— Description of the task —
Write out the listing below word for word, leaving out the pictures.

::::::

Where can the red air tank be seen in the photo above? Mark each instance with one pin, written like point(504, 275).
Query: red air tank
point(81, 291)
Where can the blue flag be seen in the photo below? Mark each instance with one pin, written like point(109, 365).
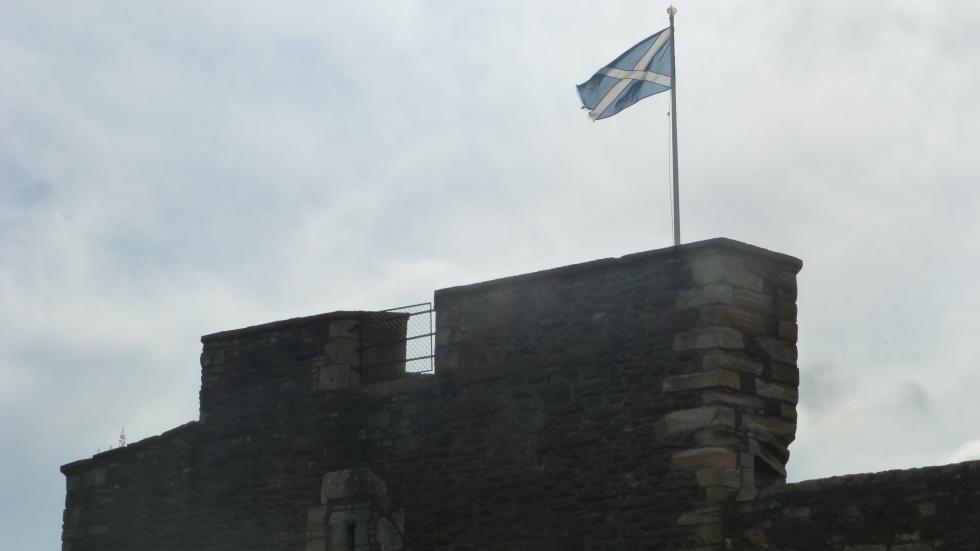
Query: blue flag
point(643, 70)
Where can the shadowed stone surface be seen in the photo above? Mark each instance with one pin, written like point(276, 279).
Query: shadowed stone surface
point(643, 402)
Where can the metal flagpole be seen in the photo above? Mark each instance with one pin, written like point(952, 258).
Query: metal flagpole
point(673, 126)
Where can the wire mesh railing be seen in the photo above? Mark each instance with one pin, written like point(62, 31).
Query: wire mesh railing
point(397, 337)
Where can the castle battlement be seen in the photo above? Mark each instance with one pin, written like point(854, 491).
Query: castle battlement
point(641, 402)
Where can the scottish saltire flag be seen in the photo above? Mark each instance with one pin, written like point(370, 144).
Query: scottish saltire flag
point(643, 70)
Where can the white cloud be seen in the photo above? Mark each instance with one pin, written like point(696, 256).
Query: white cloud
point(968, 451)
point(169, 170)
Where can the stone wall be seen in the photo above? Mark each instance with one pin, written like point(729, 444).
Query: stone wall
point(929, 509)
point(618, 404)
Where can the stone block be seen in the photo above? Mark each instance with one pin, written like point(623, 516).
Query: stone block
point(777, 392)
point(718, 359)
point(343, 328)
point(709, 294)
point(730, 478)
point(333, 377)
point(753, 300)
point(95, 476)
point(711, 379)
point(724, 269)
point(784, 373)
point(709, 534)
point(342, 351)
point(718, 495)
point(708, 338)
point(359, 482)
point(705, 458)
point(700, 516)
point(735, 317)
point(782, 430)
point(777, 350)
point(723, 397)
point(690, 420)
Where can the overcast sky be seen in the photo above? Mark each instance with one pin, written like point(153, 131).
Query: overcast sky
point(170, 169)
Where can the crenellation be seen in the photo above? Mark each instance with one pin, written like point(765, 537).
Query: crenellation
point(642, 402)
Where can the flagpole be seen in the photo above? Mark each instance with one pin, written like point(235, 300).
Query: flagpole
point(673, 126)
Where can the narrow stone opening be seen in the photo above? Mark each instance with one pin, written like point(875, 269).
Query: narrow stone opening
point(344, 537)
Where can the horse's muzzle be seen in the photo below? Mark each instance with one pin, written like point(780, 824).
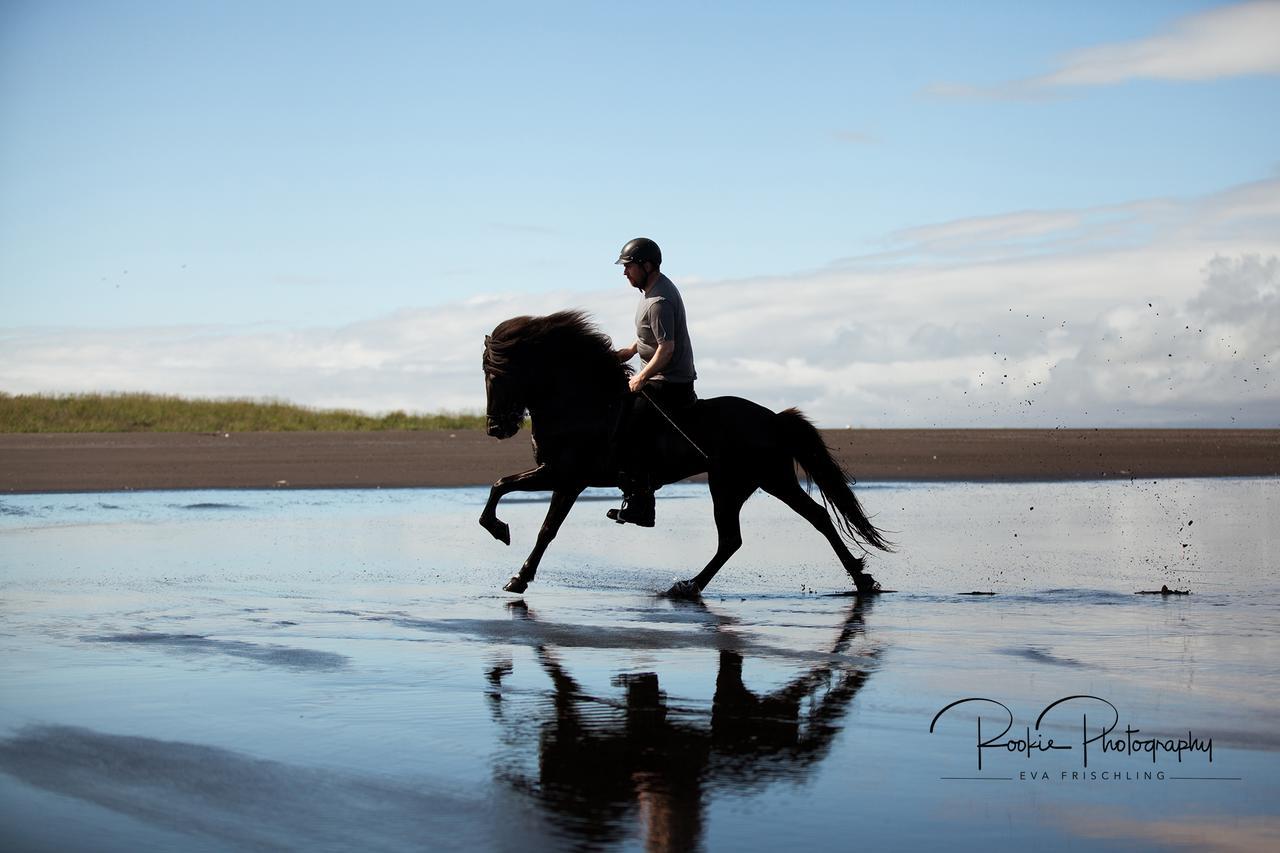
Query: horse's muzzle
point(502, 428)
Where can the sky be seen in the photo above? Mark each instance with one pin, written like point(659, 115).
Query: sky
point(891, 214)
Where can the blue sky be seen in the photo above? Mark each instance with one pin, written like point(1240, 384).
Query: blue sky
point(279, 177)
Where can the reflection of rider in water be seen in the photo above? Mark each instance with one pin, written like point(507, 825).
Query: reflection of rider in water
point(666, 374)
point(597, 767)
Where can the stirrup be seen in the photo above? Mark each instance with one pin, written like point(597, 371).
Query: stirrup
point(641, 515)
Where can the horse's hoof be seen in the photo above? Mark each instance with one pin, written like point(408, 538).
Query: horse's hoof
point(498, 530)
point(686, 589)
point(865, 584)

::::::

— Full answer —
Where can the red air tank be seen in the photo above? Mark each instance with one pin, written like point(504, 275).
Query: red air tank
point(81, 291)
Where can the blue flag be seen in the photo below? Mark each instance with one pin, written like point(109, 365).
Query: blue flag
point(643, 70)
Where can the shadowed stone surface be seen in the photo above? Mark each instance with one pin, written like point(276, 279).
Query: shadowed stone surface
point(643, 402)
Where can the metal flagpole be seen in the photo above? Mark each instance with one pin, written like point(952, 258).
Query: metal flagpole
point(673, 126)
Where can the wire mesh railing be seen in the photo above? Mark each instance with one pin, written like point(62, 31).
Query: wire mesh railing
point(397, 337)
Where can the castle battlement be seen in the photo above? Mark each instance with one pin, written like point(854, 491).
Query: castle battlement
point(641, 402)
Where can the scottish saltire flag be seen in the photo above? Mark each instance with one pin, written like point(370, 144).
Query: scottish saltire flag
point(643, 70)
Where can the white cloud be seen in the photo above? Mark each instance with one pin, written like point(696, 256).
Query: white cloud
point(968, 451)
point(169, 170)
Where can the stone wall be seen in the photo above? Mark each instance with one pin, written like point(729, 444).
Query: stone wall
point(929, 509)
point(618, 404)
Where can the stone block be seen in the photo above? Mark each instance with one pin, written like point(623, 516).
Query: stone block
point(777, 392)
point(718, 359)
point(343, 328)
point(709, 294)
point(730, 478)
point(333, 377)
point(753, 300)
point(95, 476)
point(711, 379)
point(724, 269)
point(784, 373)
point(709, 534)
point(342, 351)
point(718, 495)
point(708, 338)
point(359, 482)
point(705, 458)
point(700, 516)
point(735, 317)
point(782, 430)
point(777, 350)
point(723, 397)
point(690, 420)
Where can the overcast sky be seen in the photo above? Mark each instance with one pin, written like point(153, 131).
Query: overcast sky
point(170, 169)
Where can the crenellation be seen in the photo above? Mark each instance with one pin, written like point(765, 537).
Query: crenellation
point(642, 402)
Where can the flagpole be seen in the photo above? Mark each instance with one pin, written like point(235, 300).
Query: flagpole
point(673, 126)
Where can the narrow stone opening be seen in the photo above? Mark each instance with one pin, written like point(875, 269).
Query: narrow stone opening
point(344, 537)
Where can the horse's muzzle be seen in the photo below? Mark each instance with one pin, written like point(780, 824).
Query: horse's muzzle
point(502, 428)
Where can the sky be seen in the photo above? Mark each instance with one pin, written like point(659, 115).
Query: sky
point(891, 214)
Where can the blue sky be seen in the photo above? Mark each instance with one pin, written like point(1240, 384).
Query: blue sky
point(279, 177)
Where can the reflection of rider in water be seen in the photo above? Mark each instance with one pin, written like point(507, 825).
Query: reflection of rider in water
point(666, 374)
point(597, 767)
Where can the stirrup be seen in the photo above? Mark each instance with one pin, written like point(597, 371).
Query: stirrup
point(641, 515)
Where can the horse's hoof be seen in the photo above? Mark each instance with one pin, written like point(408, 538).
Query: horse's hoof
point(498, 530)
point(686, 589)
point(865, 584)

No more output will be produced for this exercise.